Start of Input data
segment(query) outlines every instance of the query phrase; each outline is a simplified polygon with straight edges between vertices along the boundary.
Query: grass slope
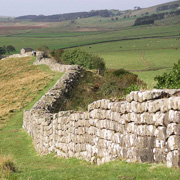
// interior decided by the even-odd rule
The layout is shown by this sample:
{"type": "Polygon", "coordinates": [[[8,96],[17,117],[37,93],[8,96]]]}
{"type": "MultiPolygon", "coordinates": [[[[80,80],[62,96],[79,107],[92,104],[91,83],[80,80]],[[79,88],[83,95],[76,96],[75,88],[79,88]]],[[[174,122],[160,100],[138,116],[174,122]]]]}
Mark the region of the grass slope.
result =
{"type": "Polygon", "coordinates": [[[106,70],[103,76],[86,71],[69,94],[64,110],[87,111],[88,105],[99,99],[122,98],[132,86],[137,90],[146,85],[137,75],[123,69],[106,70]]]}
{"type": "Polygon", "coordinates": [[[57,76],[46,66],[36,67],[32,62],[31,57],[0,61],[0,127],[57,76]]]}

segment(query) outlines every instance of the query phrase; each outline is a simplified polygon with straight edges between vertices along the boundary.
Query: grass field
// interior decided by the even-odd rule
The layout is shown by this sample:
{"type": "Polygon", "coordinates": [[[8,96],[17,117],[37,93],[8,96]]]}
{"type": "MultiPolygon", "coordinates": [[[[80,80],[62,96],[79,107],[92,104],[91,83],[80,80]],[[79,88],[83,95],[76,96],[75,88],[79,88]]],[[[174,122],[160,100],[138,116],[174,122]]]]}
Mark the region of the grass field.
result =
{"type": "Polygon", "coordinates": [[[31,57],[0,61],[0,128],[10,116],[26,107],[50,81],[59,77],[44,65],[33,66],[32,61],[31,57]]]}
{"type": "MultiPolygon", "coordinates": [[[[172,23],[179,21],[177,17],[166,21],[161,20],[154,26],[127,25],[119,30],[114,27],[112,30],[106,28],[102,30],[106,23],[111,26],[112,22],[106,20],[107,22],[104,22],[96,31],[92,31],[92,28],[96,27],[95,21],[98,22],[96,18],[78,21],[83,28],[88,27],[88,31],[61,32],[61,26],[64,23],[60,23],[59,28],[34,29],[1,36],[0,46],[12,44],[17,51],[22,47],[37,48],[42,45],[48,45],[50,49],[82,46],[86,51],[103,57],[107,68],[124,68],[137,73],[148,84],[148,88],[153,88],[155,75],[162,74],[179,59],[180,25],[172,23]]],[[[74,25],[72,27],[68,25],[68,22],[66,25],[66,29],[74,27],[74,25]]]]}

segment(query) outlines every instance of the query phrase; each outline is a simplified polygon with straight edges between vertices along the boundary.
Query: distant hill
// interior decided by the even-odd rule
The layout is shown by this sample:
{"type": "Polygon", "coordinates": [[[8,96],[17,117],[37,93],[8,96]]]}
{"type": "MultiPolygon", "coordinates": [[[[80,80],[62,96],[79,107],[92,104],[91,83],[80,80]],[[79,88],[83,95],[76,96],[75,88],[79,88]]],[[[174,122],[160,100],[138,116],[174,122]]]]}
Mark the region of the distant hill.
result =
{"type": "Polygon", "coordinates": [[[110,17],[115,15],[121,15],[122,13],[118,10],[92,10],[90,12],[76,12],[76,13],[66,13],[66,14],[56,14],[56,15],[27,15],[20,16],[15,18],[16,20],[29,20],[34,22],[57,22],[57,21],[67,21],[67,20],[75,20],[79,18],[88,18],[93,16],[100,17],[110,17]]]}
{"type": "Polygon", "coordinates": [[[129,17],[143,17],[152,14],[159,14],[164,12],[176,11],[180,9],[180,1],[173,1],[164,4],[159,4],[156,6],[141,8],[134,7],[133,10],[120,11],[116,9],[112,10],[92,10],[90,12],[75,12],[75,13],[65,13],[65,14],[55,14],[55,15],[26,15],[16,17],[15,20],[18,21],[31,21],[31,22],[59,22],[67,20],[76,20],[89,17],[113,17],[113,16],[124,16],[124,18],[129,17]]]}

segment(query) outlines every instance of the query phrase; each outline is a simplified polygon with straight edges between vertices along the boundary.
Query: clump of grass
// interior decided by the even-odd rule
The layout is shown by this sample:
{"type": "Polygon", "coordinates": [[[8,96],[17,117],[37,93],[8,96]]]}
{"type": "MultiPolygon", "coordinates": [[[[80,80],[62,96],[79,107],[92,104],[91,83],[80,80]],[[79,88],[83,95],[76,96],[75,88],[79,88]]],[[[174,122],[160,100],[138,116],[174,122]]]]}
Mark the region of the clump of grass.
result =
{"type": "Polygon", "coordinates": [[[0,179],[8,178],[10,173],[17,171],[15,163],[10,155],[0,155],[0,179]]]}

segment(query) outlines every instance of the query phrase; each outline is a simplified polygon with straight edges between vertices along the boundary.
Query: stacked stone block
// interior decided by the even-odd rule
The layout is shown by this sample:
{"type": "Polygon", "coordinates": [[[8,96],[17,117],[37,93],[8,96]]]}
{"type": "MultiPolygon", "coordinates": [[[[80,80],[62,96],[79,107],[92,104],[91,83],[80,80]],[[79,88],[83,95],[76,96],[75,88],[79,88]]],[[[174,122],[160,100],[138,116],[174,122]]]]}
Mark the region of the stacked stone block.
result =
{"type": "Polygon", "coordinates": [[[180,90],[135,91],[120,102],[93,102],[87,112],[54,113],[80,74],[71,73],[24,112],[23,127],[39,153],[97,164],[121,158],[180,166],[180,90]]]}

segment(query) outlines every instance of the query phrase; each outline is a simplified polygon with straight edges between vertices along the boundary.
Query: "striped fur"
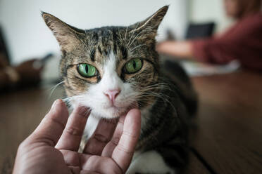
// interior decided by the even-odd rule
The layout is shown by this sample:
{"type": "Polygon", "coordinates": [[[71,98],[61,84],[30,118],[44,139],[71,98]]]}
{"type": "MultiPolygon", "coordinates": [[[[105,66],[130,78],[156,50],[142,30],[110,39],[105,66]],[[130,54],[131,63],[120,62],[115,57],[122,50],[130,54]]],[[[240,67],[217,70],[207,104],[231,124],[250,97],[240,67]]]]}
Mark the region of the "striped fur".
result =
{"type": "MultiPolygon", "coordinates": [[[[159,65],[155,36],[168,8],[164,6],[145,20],[128,27],[87,30],[77,29],[50,14],[42,13],[61,48],[60,72],[68,101],[73,107],[81,102],[91,107],[87,102],[87,93],[104,83],[105,76],[107,81],[109,79],[107,83],[110,85],[110,76],[105,75],[108,74],[108,70],[106,70],[105,66],[112,60],[114,65],[111,67],[115,69],[111,70],[114,78],[121,83],[120,86],[129,89],[125,96],[127,96],[128,91],[130,95],[134,94],[123,97],[123,101],[120,101],[129,103],[126,109],[132,107],[134,102],[137,102],[142,113],[137,155],[127,173],[175,173],[175,170],[180,170],[187,163],[188,123],[190,116],[195,112],[196,98],[189,79],[179,66],[175,71],[183,76],[171,79],[164,74],[159,65]],[[142,68],[135,74],[125,73],[125,64],[137,58],[142,60],[142,68]],[[81,76],[76,67],[83,62],[96,67],[98,74],[91,78],[81,76]],[[146,158],[155,158],[156,161],[146,158]],[[142,168],[142,161],[151,163],[142,168]],[[163,164],[163,168],[155,168],[154,163],[158,162],[163,164]]],[[[99,115],[99,110],[94,112],[95,107],[92,109],[94,117],[99,115]]],[[[116,112],[115,116],[120,114],[116,112]]],[[[99,116],[104,117],[103,114],[99,116]]]]}

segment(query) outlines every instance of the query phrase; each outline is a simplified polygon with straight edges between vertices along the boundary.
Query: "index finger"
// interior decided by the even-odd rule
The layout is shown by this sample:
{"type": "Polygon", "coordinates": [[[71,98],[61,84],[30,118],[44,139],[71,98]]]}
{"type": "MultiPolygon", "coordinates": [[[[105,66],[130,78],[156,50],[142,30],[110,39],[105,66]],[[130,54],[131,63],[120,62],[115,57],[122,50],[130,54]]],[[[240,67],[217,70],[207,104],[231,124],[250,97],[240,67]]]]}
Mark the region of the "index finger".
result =
{"type": "Polygon", "coordinates": [[[126,171],[131,163],[140,135],[140,111],[137,109],[131,109],[125,117],[123,134],[112,154],[112,159],[123,172],[126,171]]]}
{"type": "Polygon", "coordinates": [[[78,106],[73,110],[56,148],[75,152],[78,150],[89,114],[89,109],[84,106],[78,106]]]}

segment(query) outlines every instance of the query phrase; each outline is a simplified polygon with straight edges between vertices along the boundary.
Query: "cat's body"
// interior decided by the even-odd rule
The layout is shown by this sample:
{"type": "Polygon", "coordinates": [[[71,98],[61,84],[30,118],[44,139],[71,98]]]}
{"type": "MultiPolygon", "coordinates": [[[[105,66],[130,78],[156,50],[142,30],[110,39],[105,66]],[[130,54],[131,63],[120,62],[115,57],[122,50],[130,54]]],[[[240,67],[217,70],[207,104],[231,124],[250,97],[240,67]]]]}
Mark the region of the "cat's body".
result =
{"type": "Polygon", "coordinates": [[[135,106],[141,109],[141,135],[127,173],[175,173],[187,159],[196,95],[180,67],[177,74],[183,76],[165,75],[155,51],[167,10],[127,27],[89,30],[43,14],[61,47],[60,69],[70,104],[92,109],[85,137],[92,135],[100,118],[117,118],[135,106]]]}

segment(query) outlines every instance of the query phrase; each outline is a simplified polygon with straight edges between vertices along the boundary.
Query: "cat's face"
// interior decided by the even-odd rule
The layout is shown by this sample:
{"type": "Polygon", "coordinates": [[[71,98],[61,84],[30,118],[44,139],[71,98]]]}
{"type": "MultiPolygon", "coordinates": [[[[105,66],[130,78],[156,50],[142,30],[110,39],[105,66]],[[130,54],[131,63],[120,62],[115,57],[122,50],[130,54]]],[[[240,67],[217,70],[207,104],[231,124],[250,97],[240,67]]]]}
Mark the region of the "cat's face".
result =
{"type": "Polygon", "coordinates": [[[155,36],[167,10],[127,27],[89,30],[43,13],[61,48],[60,69],[70,104],[89,107],[96,116],[115,118],[153,103],[158,90],[155,36]]]}

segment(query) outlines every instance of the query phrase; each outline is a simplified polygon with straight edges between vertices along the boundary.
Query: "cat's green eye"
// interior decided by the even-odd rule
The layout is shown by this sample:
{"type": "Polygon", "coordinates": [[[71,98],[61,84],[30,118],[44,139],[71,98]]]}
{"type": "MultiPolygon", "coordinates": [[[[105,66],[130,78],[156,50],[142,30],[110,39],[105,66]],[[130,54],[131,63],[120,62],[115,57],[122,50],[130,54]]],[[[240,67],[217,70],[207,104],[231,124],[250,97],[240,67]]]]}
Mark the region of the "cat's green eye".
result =
{"type": "Polygon", "coordinates": [[[84,77],[92,77],[96,75],[96,69],[86,63],[81,63],[77,65],[78,73],[84,77]]]}
{"type": "Polygon", "coordinates": [[[126,73],[132,74],[138,72],[142,67],[142,61],[141,59],[135,58],[129,60],[125,65],[125,70],[126,73]]]}

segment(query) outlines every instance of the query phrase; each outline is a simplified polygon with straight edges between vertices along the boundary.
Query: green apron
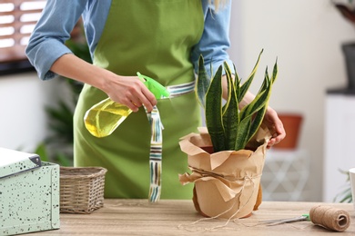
End of Input data
=== What the task requires ===
Report every line that holds the word "slope", copying each one out in full.

=== Exercise answer ===
Query: grass slope
Mark the region of the grass slope.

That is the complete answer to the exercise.